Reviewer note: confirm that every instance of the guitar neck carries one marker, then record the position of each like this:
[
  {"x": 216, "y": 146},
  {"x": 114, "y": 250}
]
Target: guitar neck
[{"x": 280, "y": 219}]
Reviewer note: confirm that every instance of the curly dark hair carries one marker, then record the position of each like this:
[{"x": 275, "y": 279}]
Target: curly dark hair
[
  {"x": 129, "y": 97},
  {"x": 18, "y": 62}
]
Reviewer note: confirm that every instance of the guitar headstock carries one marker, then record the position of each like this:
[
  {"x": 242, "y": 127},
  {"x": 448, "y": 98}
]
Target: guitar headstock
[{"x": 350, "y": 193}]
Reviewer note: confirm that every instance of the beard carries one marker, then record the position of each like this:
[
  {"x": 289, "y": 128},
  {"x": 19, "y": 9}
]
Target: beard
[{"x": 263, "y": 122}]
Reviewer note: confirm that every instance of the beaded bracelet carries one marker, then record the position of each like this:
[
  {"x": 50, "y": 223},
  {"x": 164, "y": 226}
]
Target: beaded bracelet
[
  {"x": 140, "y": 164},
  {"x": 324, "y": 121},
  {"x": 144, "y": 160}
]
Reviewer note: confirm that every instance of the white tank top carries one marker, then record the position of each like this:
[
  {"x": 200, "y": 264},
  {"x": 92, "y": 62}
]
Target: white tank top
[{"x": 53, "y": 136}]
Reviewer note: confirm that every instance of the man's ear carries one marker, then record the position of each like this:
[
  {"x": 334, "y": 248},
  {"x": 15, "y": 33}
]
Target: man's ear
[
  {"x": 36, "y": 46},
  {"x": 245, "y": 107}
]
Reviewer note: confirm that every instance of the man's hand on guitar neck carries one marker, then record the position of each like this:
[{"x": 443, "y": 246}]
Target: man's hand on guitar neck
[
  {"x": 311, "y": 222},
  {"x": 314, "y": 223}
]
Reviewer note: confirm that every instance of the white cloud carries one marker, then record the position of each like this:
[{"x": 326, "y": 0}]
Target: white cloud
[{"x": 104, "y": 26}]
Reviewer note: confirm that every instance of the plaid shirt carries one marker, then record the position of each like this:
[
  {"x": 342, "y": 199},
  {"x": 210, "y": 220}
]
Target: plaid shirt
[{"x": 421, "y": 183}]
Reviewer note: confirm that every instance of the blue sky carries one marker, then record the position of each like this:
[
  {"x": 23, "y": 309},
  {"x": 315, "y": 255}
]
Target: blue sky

···

#### INSTRUCTIONS TO FOLLOW
Start to finish, copy the records above with no differences.

#### FINISHED TASK
Reviewer note: confirm that every instance of the guitar neck carries one marker, then record the position of each like this:
[
  {"x": 216, "y": 146},
  {"x": 114, "y": 250}
]
Target: guitar neck
[{"x": 280, "y": 219}]
Reviewer note: confirm that every instance of the curly dark hair carries one marker, then record the position of each like this:
[{"x": 275, "y": 279}]
Target: curly dark hair
[
  {"x": 129, "y": 97},
  {"x": 18, "y": 62}
]
Reviewer note: confirm that every instance of the guitar headstock carries one marker, then record the position of each like this:
[
  {"x": 242, "y": 127},
  {"x": 448, "y": 98}
]
Target: guitar headstock
[{"x": 350, "y": 193}]
Reviewer note: confirm that every instance of the beard carries one marker, then record the position of each like this:
[
  {"x": 289, "y": 128},
  {"x": 19, "y": 9}
]
Target: beard
[{"x": 263, "y": 122}]
Reviewer note: confirm that every instance of the beaded bracelet carries one marker, then record the position of each like this:
[
  {"x": 50, "y": 223},
  {"x": 164, "y": 226}
]
Target: beaded bracelet
[
  {"x": 140, "y": 164},
  {"x": 324, "y": 121},
  {"x": 144, "y": 160}
]
Reviewer note: confirm that every instance of the white tank top carries one marker, then record the position of each like this:
[
  {"x": 200, "y": 264},
  {"x": 92, "y": 62}
]
Target: white tank top
[{"x": 53, "y": 136}]
Reviewer note: confirm that every instance of the man's ear carries one marker, then record the position of each like this:
[
  {"x": 334, "y": 248},
  {"x": 15, "y": 33}
]
Target: man's ear
[
  {"x": 36, "y": 46},
  {"x": 245, "y": 107}
]
Reviewer note: confirm that every instance of the man's hand on guitar neck carries one marker, then record the position of each like this:
[{"x": 443, "y": 246}]
Target: man's hand on guitar neck
[
  {"x": 311, "y": 222},
  {"x": 314, "y": 223}
]
Reviewer note: confirm that every instance of the white cloud carries one marker, then record the position of each like this:
[{"x": 326, "y": 0}]
Target: white cloud
[{"x": 104, "y": 26}]
Reviewer note: confirm that every instance of the plaid shirt carries one marker, then record the position of each like this:
[
  {"x": 342, "y": 199},
  {"x": 210, "y": 220}
]
Target: plaid shirt
[{"x": 421, "y": 183}]
Reviewer note: confirm that every instance of the blue sky carries one marker, then record the position of each like this:
[
  {"x": 23, "y": 309},
  {"x": 315, "y": 255}
]
Target: blue sky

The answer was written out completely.